[Data records Boundary: Start]
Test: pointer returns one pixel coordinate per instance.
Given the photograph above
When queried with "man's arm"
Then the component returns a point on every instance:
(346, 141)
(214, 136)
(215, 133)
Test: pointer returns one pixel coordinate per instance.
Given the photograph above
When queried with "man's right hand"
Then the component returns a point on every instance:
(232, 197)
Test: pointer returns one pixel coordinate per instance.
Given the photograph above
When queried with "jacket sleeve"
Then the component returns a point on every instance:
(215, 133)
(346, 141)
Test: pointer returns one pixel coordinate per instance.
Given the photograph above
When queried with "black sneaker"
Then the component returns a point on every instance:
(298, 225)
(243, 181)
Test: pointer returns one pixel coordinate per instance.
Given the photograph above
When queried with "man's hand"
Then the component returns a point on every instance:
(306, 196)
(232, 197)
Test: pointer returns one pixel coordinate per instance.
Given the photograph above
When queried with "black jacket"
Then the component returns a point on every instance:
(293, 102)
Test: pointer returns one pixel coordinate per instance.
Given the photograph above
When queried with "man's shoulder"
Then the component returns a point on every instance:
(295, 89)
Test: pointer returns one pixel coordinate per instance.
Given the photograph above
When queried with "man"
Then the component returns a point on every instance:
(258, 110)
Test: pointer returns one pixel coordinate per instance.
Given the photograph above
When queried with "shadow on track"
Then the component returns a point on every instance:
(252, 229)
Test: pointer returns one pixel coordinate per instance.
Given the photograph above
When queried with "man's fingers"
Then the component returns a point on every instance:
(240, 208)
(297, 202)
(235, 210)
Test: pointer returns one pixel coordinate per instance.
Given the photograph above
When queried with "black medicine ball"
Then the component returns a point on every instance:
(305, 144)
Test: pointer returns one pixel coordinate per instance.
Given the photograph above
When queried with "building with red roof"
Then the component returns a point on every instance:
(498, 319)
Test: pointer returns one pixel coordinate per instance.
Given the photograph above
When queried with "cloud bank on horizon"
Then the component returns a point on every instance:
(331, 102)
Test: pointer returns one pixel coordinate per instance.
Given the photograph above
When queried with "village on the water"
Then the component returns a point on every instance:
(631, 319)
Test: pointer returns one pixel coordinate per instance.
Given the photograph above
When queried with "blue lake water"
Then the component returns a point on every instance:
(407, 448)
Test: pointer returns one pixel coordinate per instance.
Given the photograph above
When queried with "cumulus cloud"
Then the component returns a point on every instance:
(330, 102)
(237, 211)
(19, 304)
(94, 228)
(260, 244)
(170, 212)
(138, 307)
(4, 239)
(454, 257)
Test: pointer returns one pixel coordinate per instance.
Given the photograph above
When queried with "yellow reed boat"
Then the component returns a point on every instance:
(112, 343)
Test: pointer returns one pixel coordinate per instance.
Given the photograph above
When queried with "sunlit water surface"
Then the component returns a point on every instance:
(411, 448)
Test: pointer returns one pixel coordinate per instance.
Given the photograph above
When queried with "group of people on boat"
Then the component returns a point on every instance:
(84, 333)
[Data records Boundary: End]
An exact copy of every record is needed, so retype them all.

Test: pointer returns one pixel coordinate per instance.
Given the photograph above
When queried with "man's arm"
Then the component returns a point on every instance:
(346, 141)
(214, 136)
(215, 133)
Test: pointer returns one pixel coordinate per instance.
Given the photograph above
When queried with "man's right hand"
Then the component returns a point on every instance:
(232, 197)
Test: pointer returns one pixel coordinate per instance.
Given the photograph above
When queried with "jacket sleeve"
Then the component returns a point on every instance:
(215, 133)
(346, 141)
Test: pointer returns one pixel coordinate per instance.
Given the photograph above
When queried with "black sneaker"
Then the component returns a point on every instance:
(298, 225)
(243, 181)
Test: pointer returns one pixel coordinate per instance.
Given the photograph above
When queried with "man's hand"
Then the component returns a point on every instance:
(306, 196)
(232, 197)
Test: pointer returns one pixel coordinate per instance.
Given the photograph above
When queried with "black jacket"
Then the component returns a point on every instance:
(293, 102)
Test: pointer returns one pixel coordinate per instance.
Given the photograph above
When queried with "man's shoulder"
Then the component returns a point on every instance:
(295, 89)
Test: pointer returns one pixel coordinate per instance.
Given the photograph above
When queried with "man"
Then the component returns a point on every instance:
(258, 110)
Test: pointer returns one pixel coordinate per instance.
Given the photograph above
When queried with "shadow on track"
Then the component returns a point on every instance:
(252, 229)
Test: pointer returns one pixel coordinate per instance.
Given the photograph above
When queried with "man's fingers"
Then the component returns a point on every instance:
(240, 208)
(297, 202)
(235, 210)
Test: pointer returns one pixel coordinate per instance.
Given the photograph above
When queried with "black medicine ball"
Then the component returns a point on every instance:
(305, 144)
Test: pointer returns one pixel coordinate per instance.
Given the photograph above
When queried with "building with red roof"
Then the component returns a point on every instance:
(498, 319)
Test: pointer returns one pixel coordinate per instance.
Given the photograph above
When queried with "cloud bank on horizon"
Then the component returns a point on every instance:
(331, 102)
Test: pointer returns one pixel coordinate per instance.
Given the photograph above
When queried with "village on the water"
Then the component returns a point on every instance:
(631, 319)
Test: pointer returns one pixel coordinate per instance.
Given the photograph above
When queried with "blue lake water"
Then the component returns a point on every instance:
(407, 448)
Test: pointer returns one pixel coordinate per instance.
Given the photograph above
When queried with "cumulus cloud"
Then the component returns a point on every instance:
(330, 102)
(237, 211)
(19, 304)
(94, 228)
(260, 244)
(170, 212)
(138, 307)
(4, 239)
(454, 257)
Test: pointer returns one pixel coordinate per instance.
Given the photograph above
When queried with "yellow reed boat"
Then the component returns a point on every instance:
(112, 343)
Test: pointer returns one pixel coordinate per instance.
Given the photograph above
When queried with "sunlit water surface"
Then the component returns a point on every instance:
(411, 448)
Test: pointer returns one pixel coordinate per instance.
Given the photograph above
When queried with "group of people on boat"
Then the component returns a point on every instance:
(84, 333)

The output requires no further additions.